Problems to solve>
1. Return the passage of the article on autism and innate immunity starting at "What’s new: Researchers" and ending at "immune system cells.", copied word for word.
2. In the article on autism and innate immunity, what do toll-like receptors help the body do?

Text section>

By Shana R. Spindler, Ph.D. on January 18, 2017


Background: Have you ever used one object in two ways? For example, you can use a spatula to flip an egg or swat a fly. The cells in our bodies do this all the time with the genes in our DNA. If something goes wrong with a gene, several problems in the body can occur. Think about the spatula. If the spatula factory accidentally shapes the flat surface like a spoon, you’ll have a hard time flipping eggs or smashing a fly. These are different activities, but the misshapen spatula affects both.


To learn more about the genetics behind autism spectrum disorder (ASD), researchers are looking at co-occurring symptoms that happen more frequently with autism than in the general population, such as seizures, infections, gastro-intestinal disorders, heart problems, and psychiatric disorders. The researchers hypothesize that these activities in the body may share a common gene or set of genes that, when disrupted, increase risk for ASD core symptoms and co-occurring symptoms at once.


What’s new: Researchers from Harvard Medical School and the Massachusetts Institute of Technology made an important link between ASD and the immune system by combining genetic data collected during other studies. Using a series of statistics calculations, the researchers found that genes involved in innate immunity were most likely to have problems across co-occurring conditions with ASD.


Innate immunity is your first line of defense to foreign invaders, like harmful bacteria. The researchers narrowed in on two parts of innate immunity that appear to be most significant. One is a group of proteins, called toll-like receptors, which help the body recognize microbes. The second includes chemokines, small signaling molecules that help attract nearby immune system cells.


Why it’s important: These results suggest a path forward to look at the genetic and environmental interactions behind some cases of autism. A common mechanism causing distinct symptoms may also aid in the development of targeted ASD therapies.

Information shown>
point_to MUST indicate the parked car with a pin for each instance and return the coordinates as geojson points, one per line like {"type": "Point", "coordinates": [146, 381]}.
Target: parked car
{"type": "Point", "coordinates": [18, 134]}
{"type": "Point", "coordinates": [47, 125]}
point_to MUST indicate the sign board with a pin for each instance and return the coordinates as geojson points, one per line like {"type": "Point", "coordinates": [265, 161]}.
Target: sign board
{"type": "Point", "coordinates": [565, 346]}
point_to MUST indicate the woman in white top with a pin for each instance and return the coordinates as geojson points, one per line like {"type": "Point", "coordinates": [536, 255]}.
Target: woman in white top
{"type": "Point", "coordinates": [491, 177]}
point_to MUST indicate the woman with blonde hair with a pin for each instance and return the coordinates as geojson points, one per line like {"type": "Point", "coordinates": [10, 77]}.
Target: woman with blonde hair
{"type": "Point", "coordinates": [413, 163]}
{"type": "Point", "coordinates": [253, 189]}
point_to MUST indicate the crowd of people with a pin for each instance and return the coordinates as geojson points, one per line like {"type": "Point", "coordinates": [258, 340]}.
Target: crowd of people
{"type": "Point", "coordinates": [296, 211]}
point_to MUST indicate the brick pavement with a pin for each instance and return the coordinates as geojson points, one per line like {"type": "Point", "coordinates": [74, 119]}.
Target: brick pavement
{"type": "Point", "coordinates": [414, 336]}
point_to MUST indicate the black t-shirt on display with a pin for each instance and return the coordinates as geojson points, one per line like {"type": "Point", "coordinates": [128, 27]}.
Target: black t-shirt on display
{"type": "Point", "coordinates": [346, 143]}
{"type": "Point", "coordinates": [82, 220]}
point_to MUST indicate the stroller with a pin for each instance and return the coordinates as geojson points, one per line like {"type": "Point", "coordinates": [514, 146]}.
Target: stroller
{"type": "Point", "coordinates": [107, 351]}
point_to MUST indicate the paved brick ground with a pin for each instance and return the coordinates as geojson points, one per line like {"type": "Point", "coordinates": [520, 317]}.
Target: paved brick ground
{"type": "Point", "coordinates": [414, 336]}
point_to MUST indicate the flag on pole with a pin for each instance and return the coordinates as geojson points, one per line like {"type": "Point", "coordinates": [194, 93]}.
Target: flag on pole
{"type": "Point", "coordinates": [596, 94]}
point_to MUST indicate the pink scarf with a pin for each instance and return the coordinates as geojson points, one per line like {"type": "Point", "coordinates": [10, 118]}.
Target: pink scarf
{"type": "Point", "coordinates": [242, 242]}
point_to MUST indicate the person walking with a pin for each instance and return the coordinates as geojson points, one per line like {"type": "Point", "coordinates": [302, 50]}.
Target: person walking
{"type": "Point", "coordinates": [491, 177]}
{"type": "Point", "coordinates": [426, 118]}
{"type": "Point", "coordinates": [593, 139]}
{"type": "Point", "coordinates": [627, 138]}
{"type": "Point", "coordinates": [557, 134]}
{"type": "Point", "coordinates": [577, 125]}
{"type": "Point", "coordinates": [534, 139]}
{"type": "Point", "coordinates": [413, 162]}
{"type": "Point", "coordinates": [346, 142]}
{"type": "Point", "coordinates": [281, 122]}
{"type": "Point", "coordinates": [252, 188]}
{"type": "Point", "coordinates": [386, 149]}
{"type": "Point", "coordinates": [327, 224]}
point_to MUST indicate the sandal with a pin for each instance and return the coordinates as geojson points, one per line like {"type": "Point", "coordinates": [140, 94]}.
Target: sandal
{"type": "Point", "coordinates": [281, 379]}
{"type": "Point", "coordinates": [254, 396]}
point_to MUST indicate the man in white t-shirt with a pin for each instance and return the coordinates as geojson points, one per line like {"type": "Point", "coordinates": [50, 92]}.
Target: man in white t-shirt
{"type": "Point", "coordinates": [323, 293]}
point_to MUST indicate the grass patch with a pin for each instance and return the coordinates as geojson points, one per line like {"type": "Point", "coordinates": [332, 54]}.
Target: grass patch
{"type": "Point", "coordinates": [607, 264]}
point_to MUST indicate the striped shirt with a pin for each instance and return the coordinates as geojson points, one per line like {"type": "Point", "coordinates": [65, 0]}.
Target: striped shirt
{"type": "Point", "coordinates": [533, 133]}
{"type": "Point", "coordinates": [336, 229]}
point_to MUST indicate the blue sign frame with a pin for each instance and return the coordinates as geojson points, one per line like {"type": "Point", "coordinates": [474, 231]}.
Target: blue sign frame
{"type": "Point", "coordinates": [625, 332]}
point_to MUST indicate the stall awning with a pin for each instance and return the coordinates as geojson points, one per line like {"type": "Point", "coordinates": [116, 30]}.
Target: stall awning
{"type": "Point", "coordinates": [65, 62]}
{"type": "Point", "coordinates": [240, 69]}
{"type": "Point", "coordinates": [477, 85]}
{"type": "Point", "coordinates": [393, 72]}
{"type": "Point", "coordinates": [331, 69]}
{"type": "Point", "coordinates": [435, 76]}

Solution list>
1.
What’s new: Researchers from Harvard Medical School and the Massachusetts Institute of Technology made an important link between ASD and the immune system by combining genetic data collected during other studies. Using a series of statistics calculations, the researchers found that genes involved in innate immunity were most likely to have problems across co-occurring conditions with ASD.


Innate immunity is your first line of defense to foreign invaders, like harmful bacteria. The researchers narrowed in on two parts of innate immunity that appear to be most significant. One is a group of proteins, called toll-like receptors, which help the body recognize microbes. The second includes chemokines, small signaling molecules that help attract nearby immune system cells.

2. They help the body recognize microbes.